- _Explore the material_:
A: In the text on AI power demand below, rewrite the paragraph beginning "The strongest bear case is" as a short bulleted list that keeps its main facts.
B: Please translate this sentence from the text on AI power demand below into Spanish: "HALEU and enriched uranium come heavily from Russia/Kazakhstan; supply shock is a tail risk."

++++ Text for analysis ++++

The data points (as of May 2026)

  • US data centers draw ~41 GW — a 150% increase in five years. (Belfer Center)
  • Goldman estimates AI infrastructure capex at $500-700B in 2026 alone. (Goldman Sachs)
  • Utilities plan $1.4T capex through 2030 for AI-driven load growth — a 27% surge over prior plans. (Tech Insider)
  • Interconnection queues exceed 5 years in PJM, MISO, ERCOT. Hyperscalers are building dedicated generation alongside DCs.
  • Hyperscaler nuclear PPA activity is unprecedented:
  • Microsoft-CEG (Crane/TMI, 20-year)
  • Meta-CEG (Clinton)
  • Amazon-TLN (Susquehanna, 1.92 GW through 2042)
  • Meta-Vistra/TerraPower/Oklo/Constellation (up to 6.6 GW)
  • Google-NextEra (Duane Arnold restart)
  • Microsoft-Three Mile Island (20-year)

What it means

The cleanest market expression is the operators of existing dispatchable, low-carbon, in-load-pocket generation. Their assets are unreplicable in any reasonable timeframe and their negotiating leverage with hyperscalers is growing, not eroding.

Tiers of expression:

  1. Pure-play nuclear utilities — CEG (largest fleet), TLN (Amazon template), VST (post-Calpine equivalent). Most direct.
  2. Diversified IPPs with significant nuclear — CEG post-Calpine fits here too. Adds ERCOT gas optionality.
  3. SMR developers — OKLO, SMR. Speculative; 5-10 years from material commercial output.
  4. Picks-and-shovels — uranium miners (CCJ), enrichment (LEU), HALEU producers. Indirect but cleaner exposure to "more nuclear period."

The bear case (held as thesis T007)

The strongest bear case is AI capex ROI mismatch: if hyperscaler AI revenue doesn't inflect fast enough to justify the capex, the build-out decelerates and the demand-side support for AI-power evaporates. Goldman has framed this as a $450B consensus revenue vs $1T required.

Key markers to watch for the bear: - Any hyperscaler explicitly cuts AI capex guidance. - Hyperscaler aggregate capex guidance cut >15%. - Training compute demand plateaus (a major lab reports diminishing returns on scaling).

These are the falsifiers on T001 and T002, and they're the support evidence for T007.

Specific risks to monitor

  • PJM capacity auction trajectory. Sustained pricing supports the thesis; a meaningful drop falsifies it. See pjm capacity market.
  • NRC license renewals. 80-year license extensions are the long-tail terminal-value driver. Slow NRC progress = lower NPV.
  • Geopolitical event affecting fuel supply. HALEU and enriched uranium come heavily from Russia/Kazakhstan; supply shock is a tail risk.
  • Hyperscaler vertical integration. If Microsoft / Meta / Amazon directly acquire generation assets (Talen is rumored), the equity-market exposure compresses.

++++ Provided information ++++

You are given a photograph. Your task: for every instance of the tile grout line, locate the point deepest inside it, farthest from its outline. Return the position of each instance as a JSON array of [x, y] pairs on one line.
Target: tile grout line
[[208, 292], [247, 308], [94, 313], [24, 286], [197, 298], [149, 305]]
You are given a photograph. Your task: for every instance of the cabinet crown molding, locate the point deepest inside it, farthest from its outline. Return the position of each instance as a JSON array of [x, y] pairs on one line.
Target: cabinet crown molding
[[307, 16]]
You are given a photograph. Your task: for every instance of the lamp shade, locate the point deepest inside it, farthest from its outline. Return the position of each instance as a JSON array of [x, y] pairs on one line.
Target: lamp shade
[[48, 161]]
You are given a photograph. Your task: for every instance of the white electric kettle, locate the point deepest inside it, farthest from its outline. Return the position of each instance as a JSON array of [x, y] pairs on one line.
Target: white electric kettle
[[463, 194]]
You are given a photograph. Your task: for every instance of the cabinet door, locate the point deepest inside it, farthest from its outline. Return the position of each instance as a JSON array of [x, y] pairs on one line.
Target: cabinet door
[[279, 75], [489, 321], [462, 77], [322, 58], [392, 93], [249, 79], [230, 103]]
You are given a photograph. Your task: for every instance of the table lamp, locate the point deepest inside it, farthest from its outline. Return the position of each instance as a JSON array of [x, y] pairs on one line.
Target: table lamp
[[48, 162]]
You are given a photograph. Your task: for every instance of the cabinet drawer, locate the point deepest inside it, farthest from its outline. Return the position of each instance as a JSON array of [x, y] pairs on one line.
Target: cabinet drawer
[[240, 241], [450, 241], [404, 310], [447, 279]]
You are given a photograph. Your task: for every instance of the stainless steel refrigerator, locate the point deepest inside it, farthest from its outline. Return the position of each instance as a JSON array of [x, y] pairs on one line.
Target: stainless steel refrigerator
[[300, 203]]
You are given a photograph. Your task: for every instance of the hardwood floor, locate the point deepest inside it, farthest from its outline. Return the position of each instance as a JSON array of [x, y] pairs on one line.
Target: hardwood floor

++++

- _Responses in order_:
A:
- The strongest bear case is a mismatch between AI capex and its return.
- If hyperscaler AI revenue doesn't inflect fast enough to justify the capex, the build-out slows and demand-side support for AI power disappears.
- Goldman frames this as $450B in consensus revenue versus $1T required.

B: El HALEU y el uranio enriquecido provienen en gran medida de Rusia/Kazajistán; una crisis de suministro es un riesgo de cola.